◆ DATA SHOWN ◆
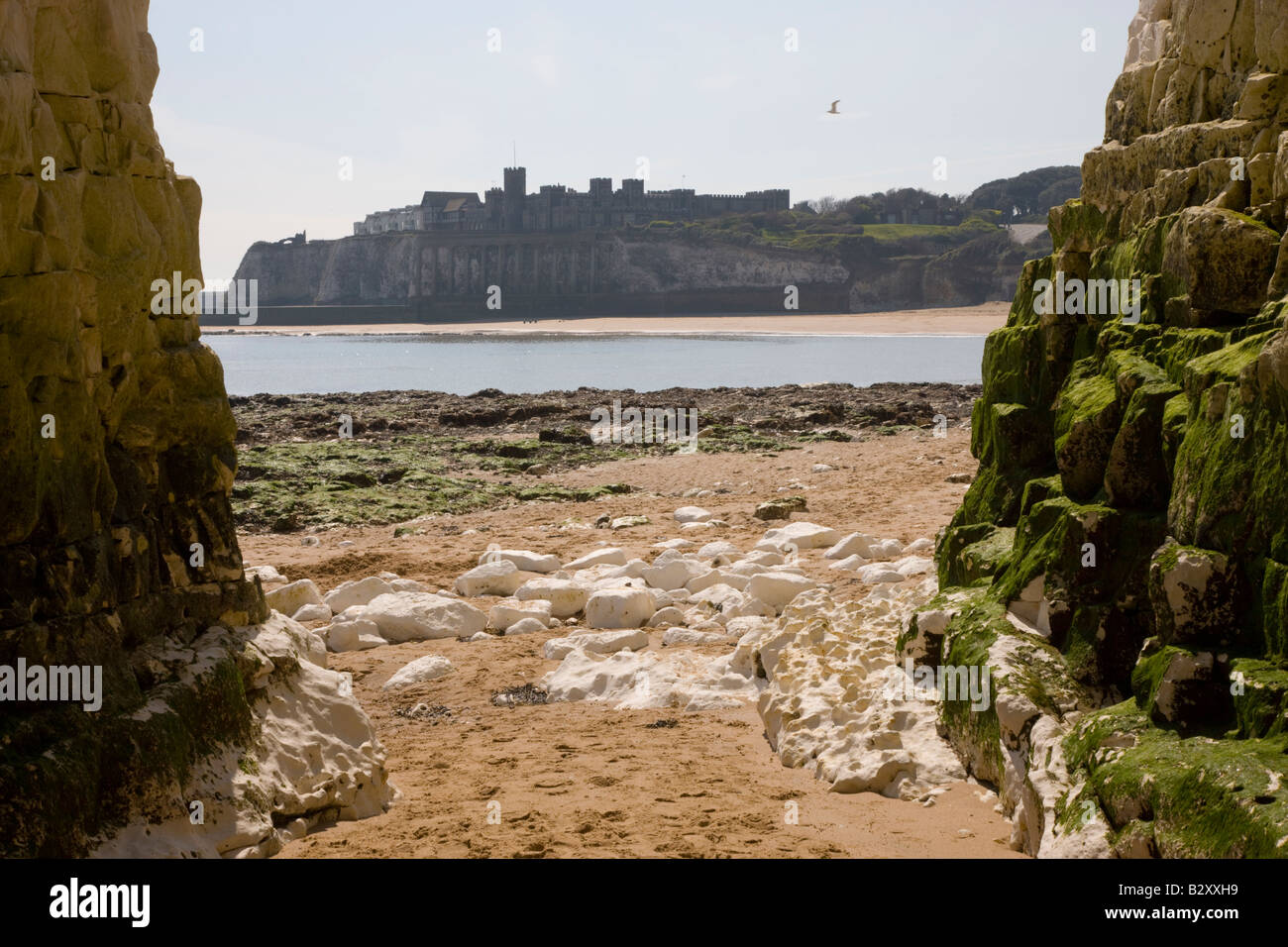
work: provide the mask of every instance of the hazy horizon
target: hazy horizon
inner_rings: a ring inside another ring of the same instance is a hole
[[[650,191],[787,187],[793,204],[967,193],[1081,164],[1103,138],[1135,6],[377,0],[358,15],[339,0],[173,0],[152,6],[152,108],[166,156],[202,188],[209,281],[256,240],[344,237],[426,189],[482,196],[514,149],[529,192],[592,177],[618,187],[645,158]],[[826,115],[833,99],[838,116]],[[947,180],[933,177],[938,157]]]

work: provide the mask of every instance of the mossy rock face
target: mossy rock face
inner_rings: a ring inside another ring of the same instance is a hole
[[[1010,634],[1010,606],[1060,649],[1065,684],[1112,705],[1065,742],[1084,783],[1057,817],[1094,803],[1113,852],[1284,856],[1288,82],[1274,76],[1288,58],[1230,41],[1284,15],[1264,4],[1230,27],[1191,10],[1163,27],[1168,9],[1135,22],[1158,49],[1115,85],[1082,198],[1052,210],[1055,253],[1025,264],[985,347],[980,469],[936,550],[940,580],[972,598],[942,647],[958,627]],[[1041,281],[1079,278],[1105,282],[1073,287],[1063,312],[1034,307]],[[1100,305],[1121,281],[1139,285],[1139,313]],[[992,736],[944,720],[987,769]]]
[[[1105,492],[1112,505],[1159,513],[1167,509],[1172,478],[1163,452],[1163,415],[1180,393],[1168,381],[1149,381],[1132,392],[1105,465]]]
[[[1211,651],[1176,647],[1148,651],[1132,671],[1136,706],[1159,727],[1186,736],[1198,732],[1220,736],[1234,714],[1229,673],[1229,660]]]
[[[1175,540],[1149,564],[1149,600],[1164,644],[1230,646],[1247,602],[1243,577],[1224,553]]]
[[[1288,662],[1235,658],[1229,689],[1240,737],[1288,733]]]
[[[1212,740],[1151,727],[1127,701],[1083,718],[1065,738],[1115,836],[1148,832],[1164,858],[1283,858],[1288,738]]]
[[[1103,375],[1084,378],[1060,393],[1055,446],[1065,493],[1090,500],[1100,492],[1121,415],[1118,390]]]
[[[939,557],[940,586],[975,585],[1011,562],[1015,530],[978,523],[944,531]]]
[[[1195,309],[1252,316],[1266,301],[1280,234],[1217,207],[1189,207],[1168,233],[1163,269],[1185,285]]]

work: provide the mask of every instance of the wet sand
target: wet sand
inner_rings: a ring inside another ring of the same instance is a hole
[[[880,313],[808,313],[742,316],[586,316],[568,318],[479,320],[474,322],[327,325],[327,326],[240,326],[233,330],[211,327],[207,335],[228,331],[267,335],[438,335],[487,334],[801,334],[801,335],[988,335],[1006,325],[1009,303],[956,309],[903,309]]]

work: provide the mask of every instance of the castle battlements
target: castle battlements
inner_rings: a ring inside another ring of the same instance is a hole
[[[353,225],[354,236],[402,231],[492,231],[541,233],[640,227],[652,220],[696,220],[721,214],[778,211],[791,207],[787,188],[744,195],[699,195],[692,188],[644,191],[639,178],[591,178],[586,191],[542,184],[527,193],[527,169],[506,167],[504,187],[488,188],[483,200],[469,191],[426,191],[421,202],[368,214]]]

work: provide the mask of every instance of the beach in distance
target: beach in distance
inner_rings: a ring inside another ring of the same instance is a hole
[[[904,309],[878,313],[782,313],[734,316],[591,316],[522,321],[509,317],[473,322],[398,325],[252,325],[205,329],[206,335],[417,335],[460,332],[585,332],[640,335],[814,334],[814,335],[988,335],[1006,325],[1009,303],[952,309]]]

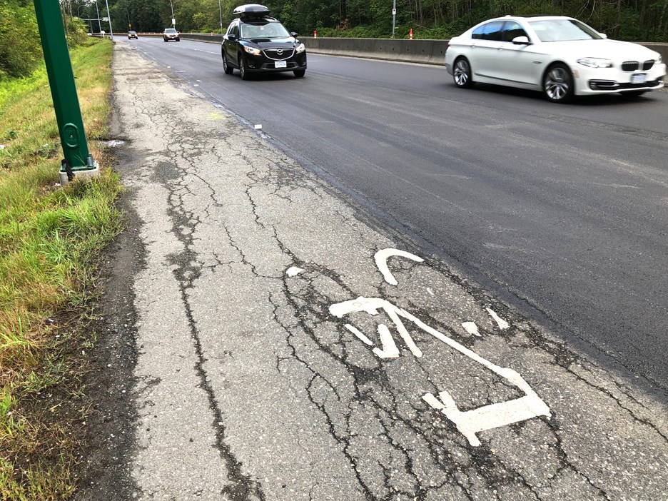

◆ WHAT IS NEEDED ◆
Please pull out every line of the records above that contains the string "work".

◆ EXERCISE OUTPUT ◆
work: provide the mask of every instance of the hazy horizon
work: provide the mask of every instance of the mossy rock face
work: provide the mask of every instance of the wet sand
work: provide the mask of every instance of the castle battlements
work: provide the mask of every instance of the beach in distance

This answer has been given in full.